[Items from a data source]
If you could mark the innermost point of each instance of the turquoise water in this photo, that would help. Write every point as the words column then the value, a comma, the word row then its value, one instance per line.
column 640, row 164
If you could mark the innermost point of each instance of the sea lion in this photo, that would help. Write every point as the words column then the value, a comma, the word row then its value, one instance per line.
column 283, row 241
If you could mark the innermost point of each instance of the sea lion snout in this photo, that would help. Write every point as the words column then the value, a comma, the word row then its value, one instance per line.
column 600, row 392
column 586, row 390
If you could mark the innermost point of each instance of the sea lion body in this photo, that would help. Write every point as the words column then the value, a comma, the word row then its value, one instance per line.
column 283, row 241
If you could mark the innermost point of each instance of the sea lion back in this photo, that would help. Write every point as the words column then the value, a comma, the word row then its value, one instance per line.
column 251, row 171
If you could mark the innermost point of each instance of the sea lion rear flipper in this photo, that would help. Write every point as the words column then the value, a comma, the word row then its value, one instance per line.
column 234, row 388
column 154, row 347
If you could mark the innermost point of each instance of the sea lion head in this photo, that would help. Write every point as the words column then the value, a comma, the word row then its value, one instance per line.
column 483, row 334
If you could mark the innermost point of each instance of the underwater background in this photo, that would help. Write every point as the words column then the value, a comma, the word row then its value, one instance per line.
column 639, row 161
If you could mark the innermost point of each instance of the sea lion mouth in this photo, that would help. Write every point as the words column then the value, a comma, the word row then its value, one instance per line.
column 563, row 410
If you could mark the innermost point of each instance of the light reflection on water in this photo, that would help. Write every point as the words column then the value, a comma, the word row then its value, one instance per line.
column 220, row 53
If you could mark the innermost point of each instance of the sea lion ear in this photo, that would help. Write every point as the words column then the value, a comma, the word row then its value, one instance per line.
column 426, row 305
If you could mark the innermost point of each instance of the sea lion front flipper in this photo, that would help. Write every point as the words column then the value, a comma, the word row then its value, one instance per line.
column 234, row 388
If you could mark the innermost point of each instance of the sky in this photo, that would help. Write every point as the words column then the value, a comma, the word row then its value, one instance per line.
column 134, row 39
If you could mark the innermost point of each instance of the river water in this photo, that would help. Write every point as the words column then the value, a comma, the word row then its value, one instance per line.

**Activity:**
The records above should be repeated in full, exactly as given.

**Response to this exercise:**
If you could mark the innermost point of each instance of the turquoise water in this photo, that would help. Write every point as the words column then the value, a comma, the word row then its value, one instance per line.
column 640, row 164
If you could mark the innermost point of each instance of the sea lion in this photo, that would help. Write every point as the words column then the value, a comma, the word row then its value, one instance per line.
column 283, row 241
If you could mark the innermost point of each instance of the sea lion snout in this photo, that would help. Write every point as the words column then the value, a comma, the word row then its value, one instance per line.
column 600, row 392
column 586, row 390
If you could mark the innermost point of each instance of the sea lion body in this photo, that would help. Write every point as the words column then the value, a comma, the word row then its value, one instance per line.
column 283, row 241
If you could mark the innermost point of each instance of the sea lion back in this photo, that would help. Write every point as the words column then the value, a comma, the word row then its value, one instance per line.
column 251, row 171
If you could mark the innermost point of each instance of the sea lion rear flipper in this photo, that would help. Write every point as the words column then the value, a comma, the word row then its value, one instance per line.
column 234, row 388
column 154, row 347
If you could mark the innermost point of each instance of the sea lion head in this photo, that would help. Write every point as the words column then the value, a comma, the word row then its value, one instance per line.
column 483, row 334
If you could mark the innermost point of each instance of the underwater background in this photo, that would help. Write every point as the words column then the value, a comma, the word row then its value, one instance per line.
column 639, row 161
If you could mark the innermost point of each instance of the sea lion mouth in this photo, that would help. Write every point as the words column then the value, a comma, the word row then its value, one instance per line.
column 563, row 410
If you could mark the innermost point of each instance of the light reflection on water in this photo, that would help. Write every point as the words column then the value, a comma, the word row then its value, one instance per line.
column 220, row 53
If you could mark the innermost point of each instance of the sea lion ear in this photo, that would help. Write every point as the words column then the value, a comma, the word row then its value, one instance per line.
column 426, row 305
If you could mark the innermost point of each instance of the sea lion front flipper in this photo, that would help. Write every point as the words column then the value, a comma, the word row then its value, one instance per line.
column 234, row 388
If you could mark the innermost point of each instance of the sky in this photo, that would help. Write every point as the words column then the value, a comma, the word row then its value, one instance per line.
column 134, row 39
If you could mark the innermost point of each instance of the river water in this photo, that would help. Write every point as the words column then the value, a comma, the word row then its value, one instance per line.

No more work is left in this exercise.